**Problem**
Copy out all the data, word for word.

**Data extract**
-*-

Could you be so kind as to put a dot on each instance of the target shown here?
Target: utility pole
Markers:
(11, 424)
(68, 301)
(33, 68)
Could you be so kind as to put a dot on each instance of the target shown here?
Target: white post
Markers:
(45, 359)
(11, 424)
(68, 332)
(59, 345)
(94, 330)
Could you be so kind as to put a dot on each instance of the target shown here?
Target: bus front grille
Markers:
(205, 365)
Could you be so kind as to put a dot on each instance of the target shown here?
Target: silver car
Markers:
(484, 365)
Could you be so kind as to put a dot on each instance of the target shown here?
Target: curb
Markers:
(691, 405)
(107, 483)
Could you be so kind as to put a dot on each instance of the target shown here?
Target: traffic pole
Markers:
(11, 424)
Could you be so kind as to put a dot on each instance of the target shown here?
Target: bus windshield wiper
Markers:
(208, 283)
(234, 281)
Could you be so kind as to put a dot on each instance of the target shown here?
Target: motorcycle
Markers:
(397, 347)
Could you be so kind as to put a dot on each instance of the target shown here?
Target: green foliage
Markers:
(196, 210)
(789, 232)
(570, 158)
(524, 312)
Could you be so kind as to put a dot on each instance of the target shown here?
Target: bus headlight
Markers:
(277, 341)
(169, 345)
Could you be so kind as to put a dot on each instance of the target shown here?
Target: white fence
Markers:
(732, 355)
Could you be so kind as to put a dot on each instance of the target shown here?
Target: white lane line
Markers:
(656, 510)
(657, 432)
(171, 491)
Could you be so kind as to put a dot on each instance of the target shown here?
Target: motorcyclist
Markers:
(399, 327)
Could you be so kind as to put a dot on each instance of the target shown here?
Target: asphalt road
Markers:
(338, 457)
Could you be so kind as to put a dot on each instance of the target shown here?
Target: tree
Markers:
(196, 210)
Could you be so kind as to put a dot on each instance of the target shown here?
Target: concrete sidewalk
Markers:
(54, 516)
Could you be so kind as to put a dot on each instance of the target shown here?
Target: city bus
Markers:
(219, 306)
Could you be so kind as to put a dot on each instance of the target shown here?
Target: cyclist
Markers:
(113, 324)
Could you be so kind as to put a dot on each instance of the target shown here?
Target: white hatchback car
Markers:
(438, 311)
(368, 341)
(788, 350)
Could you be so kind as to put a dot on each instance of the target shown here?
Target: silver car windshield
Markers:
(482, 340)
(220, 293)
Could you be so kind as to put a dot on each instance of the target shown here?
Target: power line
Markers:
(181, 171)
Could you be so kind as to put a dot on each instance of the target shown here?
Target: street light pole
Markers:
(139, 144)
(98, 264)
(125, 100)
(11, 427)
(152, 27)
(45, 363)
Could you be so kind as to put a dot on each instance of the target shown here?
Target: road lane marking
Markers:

-*-

**Finished task**
Could you be so kind as to put a dot on each instance of the target shown here?
Target: utility pole
Markers:
(11, 424)
(68, 301)
(33, 68)
Could you be so kind as to put a dot on each instance of the target shown here?
Target: white post
Markers:
(45, 359)
(11, 424)
(68, 332)
(59, 345)
(94, 330)
Could you be so kind as to put a dot on each instance of the target shown here?
Target: bus front grille
Markers:
(205, 365)
Could you be so kind as to put a dot on each instance of the target shown here?
Target: silver car
Markers:
(484, 365)
Could you be so kind as to put a dot on each instance of the target shown here?
Target: curb
Markers:
(691, 405)
(107, 483)
Could you be so kind as to put a dot on each instance of the target shown here?
Target: traffic pole
Markers:
(11, 424)
Could you be so kind as to put a dot on each instance of the target shown here?
Target: bus windshield wiper
Markers:
(208, 283)
(234, 281)
Could you be so kind as to put a dot on each instance of the target shown here?
Target: motorcycle
Markers:
(397, 347)
Could you be so kind as to put a dot on each instance of the target shown here?
Target: green foliage
Markers:
(196, 210)
(789, 232)
(570, 158)
(524, 312)
Could you be so kind as to put a dot on each instance of the target shown here?
Target: bus headlight
Markers:
(277, 341)
(169, 345)
Could you be so kind as to put a dot on each instance of the target shown here?
Target: white fence
Markers:
(732, 355)
Could you be so kind as to put a dot on each instance of the target shown here?
Target: white lane line
Markers:
(656, 510)
(657, 432)
(171, 491)
Could you be so kind as to put a dot on each instance of the target shown here?
Target: motorcyclist
Markers:
(399, 327)
Could you be so kind as to put a dot on each instance of the target shown here?
Target: asphalt road
Markers:
(338, 457)
Could you be so kind as to put a dot on each instance of the target shown here?
Target: tree
Markers:
(196, 210)
Could you be so kind as to put a dot on each instance of the target shown here?
Target: concrete sidewalk
Markers:
(54, 516)
Could you be so kind as to put a dot on each instance of the target shown here?
Target: city bus
Markers:
(219, 306)
Could you be so kind as to put a dot on each instance of the target shown here?
Target: cyclist
Markers:
(113, 324)
Could you be so kind as to put a dot on each instance of the target shown here?
Target: white hatchback car
Markers:
(438, 311)
(368, 341)
(788, 350)
Could you be so kind as to put a dot on each instance of the target shown here?
Target: silver car windshield
Markers:
(482, 340)
(220, 293)
Could you be so kind as to put a dot on each instance of the target shown here?
Target: power line
Markers:
(181, 171)
Could you be so kind as to put a dot on each instance of the target shown here?
Target: street light pole
Markers:
(139, 144)
(98, 264)
(125, 100)
(11, 427)
(152, 27)
(45, 363)
Could you be so kind as to put a dot on each instance of the target shown here?
Target: road lane marking
Markers:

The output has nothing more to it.